======== TEXTO SELECIONADO
O episódio não é isolado. O promotor Rafael Dopico, do Ministério Público do Rio de Janeiro (MPRJ) e integrante do Grupo de Atuação Especializada no Combate ao Crime Organizado (Gaeco), investiga há cinco anos a atuação de milicianos na Região dos Lagos. Segundo ele, a grilagem de terras e a exploração imobiliária irregular vêm se intensificando em Búzios nos últimos anos.

— No início, as milícias atuavam com fornecimento clandestino de água, “gatonet” e TV a cabo. Hoje, uma das formas mais lucrativas é a invasão de terrenos. Muitas vezes, ajuízam ações judiciais, com o respaldo de escritórios de advocacia, para dar um verniz de legalidade às invasões. Quando o verdadeiro proprietário tenta reaver o terreno, é intimidado com a ação judicial — e, não raro, com ameaças — explica Dopico. — Sem o título de propriedade, os milicianos costumam alienar a área por meio de documentos de cessão onerosa de posse.

Para o promotor, o que ocorre em Búzios lembra o processo de expansão da Zona Sul do Rio rumo à Barra da Tijuca, nos anos 1970, quando a valorização da área atraiu especuladores.

— A cidade está crescendo especialmente em direção à Praia Rasa. Estão surgindo vários condomínios, como o Aretê. A valorização das terras em Búzios tem despertado muito interesse de grupos criminosos — afirma.

O caso dos terrenos dos herdeiros de Amnon Bekerman é um dos investigados por Dopico, que abriu um Procedimento de Investigação Criminal (PIC). Segundo ele, a situação de Búzios é complexa, justamente por haver várias situações de posse da terra.

Denúncias de vítimas ameaçadas por milicianos se passando por donos de terras levaram o MPRJ a investigar um esquema de grilagem em Búzios. Em dezembro do ano passado, o Gaeco e a delegacia local prenderam sete pessoas envolvidas nas invasões na Estrada da Fazendinha. Segundo o MP, o grupo era chefiado por Esmeraldo da Conceição.
================
======== INFORMAÇÕES EXIBIDAS
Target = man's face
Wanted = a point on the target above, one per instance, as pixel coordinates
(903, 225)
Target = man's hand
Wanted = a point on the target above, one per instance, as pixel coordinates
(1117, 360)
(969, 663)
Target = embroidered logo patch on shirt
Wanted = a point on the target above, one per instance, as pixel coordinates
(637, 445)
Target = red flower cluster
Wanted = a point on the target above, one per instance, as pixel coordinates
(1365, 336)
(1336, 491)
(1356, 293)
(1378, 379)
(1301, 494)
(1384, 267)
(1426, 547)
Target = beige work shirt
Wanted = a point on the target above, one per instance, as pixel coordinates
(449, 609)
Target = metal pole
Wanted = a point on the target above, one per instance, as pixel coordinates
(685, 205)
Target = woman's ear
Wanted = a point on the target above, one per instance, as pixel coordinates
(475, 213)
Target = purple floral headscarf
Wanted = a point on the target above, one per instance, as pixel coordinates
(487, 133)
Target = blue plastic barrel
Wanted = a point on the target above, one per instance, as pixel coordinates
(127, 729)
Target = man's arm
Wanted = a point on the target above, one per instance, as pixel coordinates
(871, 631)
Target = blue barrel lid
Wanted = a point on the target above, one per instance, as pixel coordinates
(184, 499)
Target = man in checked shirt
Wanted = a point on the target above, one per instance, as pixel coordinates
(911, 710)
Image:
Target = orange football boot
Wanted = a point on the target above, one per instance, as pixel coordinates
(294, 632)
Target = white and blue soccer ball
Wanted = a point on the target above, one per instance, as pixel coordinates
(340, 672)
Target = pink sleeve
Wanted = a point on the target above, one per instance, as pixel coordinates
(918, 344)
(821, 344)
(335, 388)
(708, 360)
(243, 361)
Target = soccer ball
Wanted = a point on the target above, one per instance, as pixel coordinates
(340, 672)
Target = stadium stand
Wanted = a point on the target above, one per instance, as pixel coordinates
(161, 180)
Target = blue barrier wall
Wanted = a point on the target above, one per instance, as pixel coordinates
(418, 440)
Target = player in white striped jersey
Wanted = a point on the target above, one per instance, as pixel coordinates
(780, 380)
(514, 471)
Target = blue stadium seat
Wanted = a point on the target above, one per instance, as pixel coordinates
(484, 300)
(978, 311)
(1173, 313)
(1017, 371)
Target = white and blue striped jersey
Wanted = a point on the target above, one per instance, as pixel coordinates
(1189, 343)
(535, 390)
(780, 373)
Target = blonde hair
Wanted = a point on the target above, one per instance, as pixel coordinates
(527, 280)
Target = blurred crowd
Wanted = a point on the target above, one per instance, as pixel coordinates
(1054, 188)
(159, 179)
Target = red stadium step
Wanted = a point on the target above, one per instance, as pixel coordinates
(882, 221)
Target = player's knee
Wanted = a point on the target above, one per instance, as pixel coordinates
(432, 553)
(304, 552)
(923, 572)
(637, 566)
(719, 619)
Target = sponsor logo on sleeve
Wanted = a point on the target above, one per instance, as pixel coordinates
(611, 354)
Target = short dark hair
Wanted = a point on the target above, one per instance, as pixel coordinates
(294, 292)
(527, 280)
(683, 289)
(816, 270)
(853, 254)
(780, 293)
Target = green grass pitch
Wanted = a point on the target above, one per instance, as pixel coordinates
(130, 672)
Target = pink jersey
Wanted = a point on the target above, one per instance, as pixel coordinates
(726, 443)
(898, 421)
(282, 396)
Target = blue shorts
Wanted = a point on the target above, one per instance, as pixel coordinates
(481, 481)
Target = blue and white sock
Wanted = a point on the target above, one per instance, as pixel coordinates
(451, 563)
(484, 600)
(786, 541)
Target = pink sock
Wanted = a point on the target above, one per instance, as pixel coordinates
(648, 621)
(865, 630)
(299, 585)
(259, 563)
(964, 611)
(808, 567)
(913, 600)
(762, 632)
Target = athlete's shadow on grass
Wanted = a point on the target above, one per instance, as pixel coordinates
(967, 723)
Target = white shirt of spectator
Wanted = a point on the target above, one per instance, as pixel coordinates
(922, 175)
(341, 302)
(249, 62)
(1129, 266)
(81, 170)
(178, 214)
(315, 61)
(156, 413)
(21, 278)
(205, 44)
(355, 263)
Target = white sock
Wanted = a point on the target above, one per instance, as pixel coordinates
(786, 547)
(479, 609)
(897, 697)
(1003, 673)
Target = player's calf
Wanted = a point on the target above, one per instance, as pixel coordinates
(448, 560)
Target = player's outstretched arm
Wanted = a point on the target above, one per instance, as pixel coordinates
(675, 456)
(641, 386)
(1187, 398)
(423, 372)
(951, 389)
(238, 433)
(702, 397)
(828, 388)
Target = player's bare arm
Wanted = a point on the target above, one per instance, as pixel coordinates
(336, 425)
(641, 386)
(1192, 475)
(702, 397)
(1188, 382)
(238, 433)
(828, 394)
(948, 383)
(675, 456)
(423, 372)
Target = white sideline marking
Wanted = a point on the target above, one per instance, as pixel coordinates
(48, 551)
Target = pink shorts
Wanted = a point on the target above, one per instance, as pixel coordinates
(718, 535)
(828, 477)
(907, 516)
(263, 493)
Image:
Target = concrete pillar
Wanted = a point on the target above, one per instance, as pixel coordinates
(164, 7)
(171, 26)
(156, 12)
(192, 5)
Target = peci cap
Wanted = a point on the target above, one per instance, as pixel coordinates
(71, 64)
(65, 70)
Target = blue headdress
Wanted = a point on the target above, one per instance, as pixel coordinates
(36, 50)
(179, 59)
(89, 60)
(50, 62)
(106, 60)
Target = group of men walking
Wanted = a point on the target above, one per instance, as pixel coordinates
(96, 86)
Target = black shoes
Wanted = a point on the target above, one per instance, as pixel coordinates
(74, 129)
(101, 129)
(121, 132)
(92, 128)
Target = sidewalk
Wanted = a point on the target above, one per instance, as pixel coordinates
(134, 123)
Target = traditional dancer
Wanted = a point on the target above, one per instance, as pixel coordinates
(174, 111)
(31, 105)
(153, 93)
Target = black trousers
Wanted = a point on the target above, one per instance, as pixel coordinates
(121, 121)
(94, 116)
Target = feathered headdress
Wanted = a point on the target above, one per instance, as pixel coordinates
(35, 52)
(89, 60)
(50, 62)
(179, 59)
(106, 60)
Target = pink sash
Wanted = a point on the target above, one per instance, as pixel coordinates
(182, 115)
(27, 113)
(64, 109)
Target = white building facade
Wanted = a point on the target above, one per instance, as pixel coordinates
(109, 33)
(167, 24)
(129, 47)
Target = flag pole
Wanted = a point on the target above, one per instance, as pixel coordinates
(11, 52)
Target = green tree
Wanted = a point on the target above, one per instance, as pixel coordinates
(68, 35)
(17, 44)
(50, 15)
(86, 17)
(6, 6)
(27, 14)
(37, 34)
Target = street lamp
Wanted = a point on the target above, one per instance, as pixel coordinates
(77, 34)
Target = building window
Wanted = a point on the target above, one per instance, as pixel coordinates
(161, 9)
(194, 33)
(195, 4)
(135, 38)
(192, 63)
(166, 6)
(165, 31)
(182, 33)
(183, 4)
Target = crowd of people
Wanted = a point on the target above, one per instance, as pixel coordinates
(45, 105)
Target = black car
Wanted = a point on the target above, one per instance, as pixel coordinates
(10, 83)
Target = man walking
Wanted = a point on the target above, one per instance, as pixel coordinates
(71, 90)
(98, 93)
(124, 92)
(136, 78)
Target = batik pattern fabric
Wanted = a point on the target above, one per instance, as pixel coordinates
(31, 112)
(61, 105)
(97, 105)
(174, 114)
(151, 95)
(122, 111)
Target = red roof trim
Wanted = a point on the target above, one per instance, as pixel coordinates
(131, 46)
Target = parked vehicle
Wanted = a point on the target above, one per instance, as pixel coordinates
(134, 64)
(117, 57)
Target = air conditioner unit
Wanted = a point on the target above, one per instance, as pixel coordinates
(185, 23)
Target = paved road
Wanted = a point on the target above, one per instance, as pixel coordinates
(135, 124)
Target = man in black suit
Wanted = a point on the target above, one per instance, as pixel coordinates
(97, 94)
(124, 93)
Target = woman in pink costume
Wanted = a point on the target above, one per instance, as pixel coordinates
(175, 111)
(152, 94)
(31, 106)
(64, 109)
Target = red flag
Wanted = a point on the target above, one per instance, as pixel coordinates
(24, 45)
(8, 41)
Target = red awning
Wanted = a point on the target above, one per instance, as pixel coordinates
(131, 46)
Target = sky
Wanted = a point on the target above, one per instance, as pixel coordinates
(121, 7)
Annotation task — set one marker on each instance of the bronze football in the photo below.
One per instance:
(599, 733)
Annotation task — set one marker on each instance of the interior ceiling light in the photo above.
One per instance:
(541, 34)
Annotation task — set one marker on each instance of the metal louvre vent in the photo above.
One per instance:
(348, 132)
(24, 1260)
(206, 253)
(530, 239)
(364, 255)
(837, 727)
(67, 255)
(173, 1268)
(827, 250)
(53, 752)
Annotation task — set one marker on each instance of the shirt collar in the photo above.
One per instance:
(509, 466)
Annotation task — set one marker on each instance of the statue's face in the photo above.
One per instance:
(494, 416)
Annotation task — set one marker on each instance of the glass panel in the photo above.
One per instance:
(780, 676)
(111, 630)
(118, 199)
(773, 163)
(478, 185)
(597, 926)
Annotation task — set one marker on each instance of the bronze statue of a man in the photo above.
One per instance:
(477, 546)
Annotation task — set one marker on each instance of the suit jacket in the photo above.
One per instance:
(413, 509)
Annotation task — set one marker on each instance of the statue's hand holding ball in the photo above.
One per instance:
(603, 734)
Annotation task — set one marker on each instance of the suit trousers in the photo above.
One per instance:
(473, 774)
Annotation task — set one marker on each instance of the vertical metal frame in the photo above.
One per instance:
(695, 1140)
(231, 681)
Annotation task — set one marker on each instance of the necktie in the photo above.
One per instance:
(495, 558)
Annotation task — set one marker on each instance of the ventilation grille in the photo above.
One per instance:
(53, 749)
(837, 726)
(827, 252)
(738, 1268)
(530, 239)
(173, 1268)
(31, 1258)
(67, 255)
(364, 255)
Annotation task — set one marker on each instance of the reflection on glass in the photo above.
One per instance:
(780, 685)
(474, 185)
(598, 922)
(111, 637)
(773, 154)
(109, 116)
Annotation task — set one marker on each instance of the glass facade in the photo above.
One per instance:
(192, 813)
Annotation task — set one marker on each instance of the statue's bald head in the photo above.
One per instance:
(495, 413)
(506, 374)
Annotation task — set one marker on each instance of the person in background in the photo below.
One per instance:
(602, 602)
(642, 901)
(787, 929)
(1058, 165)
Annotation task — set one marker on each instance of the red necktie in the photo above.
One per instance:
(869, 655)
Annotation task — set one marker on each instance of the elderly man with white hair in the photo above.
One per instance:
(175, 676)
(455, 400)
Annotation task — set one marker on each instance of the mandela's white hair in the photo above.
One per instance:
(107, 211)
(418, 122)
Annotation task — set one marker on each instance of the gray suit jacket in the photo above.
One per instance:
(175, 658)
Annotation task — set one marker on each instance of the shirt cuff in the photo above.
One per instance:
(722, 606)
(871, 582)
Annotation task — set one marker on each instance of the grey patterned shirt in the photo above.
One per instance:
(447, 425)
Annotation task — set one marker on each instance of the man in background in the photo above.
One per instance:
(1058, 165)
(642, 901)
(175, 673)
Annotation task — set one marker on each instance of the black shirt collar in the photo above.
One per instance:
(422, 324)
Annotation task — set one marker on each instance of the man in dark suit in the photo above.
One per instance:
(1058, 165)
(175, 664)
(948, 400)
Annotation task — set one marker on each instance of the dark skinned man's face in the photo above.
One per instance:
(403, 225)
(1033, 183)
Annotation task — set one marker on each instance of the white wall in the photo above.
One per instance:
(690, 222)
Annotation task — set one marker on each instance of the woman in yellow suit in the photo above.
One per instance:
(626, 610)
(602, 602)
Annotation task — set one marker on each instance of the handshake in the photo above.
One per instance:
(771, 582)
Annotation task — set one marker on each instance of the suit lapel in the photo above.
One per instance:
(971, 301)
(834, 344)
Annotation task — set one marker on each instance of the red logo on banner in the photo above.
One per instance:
================
• **AÇÕES A REALIZAR**:
A: Reproduza, do texto sobre a grilagem em Búzios, tudo o que vai de "O caso dos terrenos" até "posse da terra.".
B: Prossiga com o texto sobre a grilagem em Búzios, escrevendo a partir da última frase apresentada.

• **RESPOSTAS DAS TAREFAS**:
A:
O caso dos terrenos dos herdeiros de Amnon Bekerman é um dos investigados por Dopico, que abriu um Procedimento de Investigação Criminal (PIC). Segundo ele, a situação de Búzios é complexa, justamente por haver várias situações de posse da terra.

B:
A segurança da quadrilha estaria a cargo de um nome conhecido da Justiça: o ex-deputado e ex-policial civil Natalino José Guimarães. Ele e o irmão, o ex-vereador e ex-inspetor Jerônimo Guimarães, o Jerominho, foram condenados em 2009 por posse ilegal de armas e formação de quadrilha. Juntos, lideraram a milícia Liga da Justiça, em Campo Grande, Zona Oeste do Rio. Cumpriram dez anos de prisão. Jerominho foi assassinado em 2022, no mesmo bairro.

Em um trecho da denúncia do MPRJ, há a descrição de como a milícia atua:

“É certo que constitui prática comum por parte de invasores de terras a cessão de terrenos a integrantes das forças policiais ou a membros de conhecidas milícias, a fim de garantir a segurança das invasões promovidas e a ocupação irregular da área, impedindo que os reais proprietários exerçam seus direitos.”

Uma das imobiliárias investigadas, segundo Dopico, tem sede em Campo Grande. A operação que resultou nas prisões foi batizada de Spolia — termo latino que significa esbulho ou invasão.

O grupo também é investigado por crimes ambientais.

O autônomo Alexandre Oliveira foi uma das vítimas. Ele conta que mantém posse de um terreno na Estrada da Fazendinha desde 1994.

— Quem nos vendeu o lote também era posseiro, nascido e criado ali. Quase toda Búzios é assim. A grilagem começou pelos meus vizinhos e chegou até mim na pandemia. Cercaram tudo com muro. Já prestei depoimento na Justiça. A promotora me perguntou se eu vi arma. Respondi que não vi nas mãos, mas reconheci o volume sob a blusa. Eram 12 homens. Agora aguardo o julgamento para conseguir a reintegração de posse — disse Alexandre.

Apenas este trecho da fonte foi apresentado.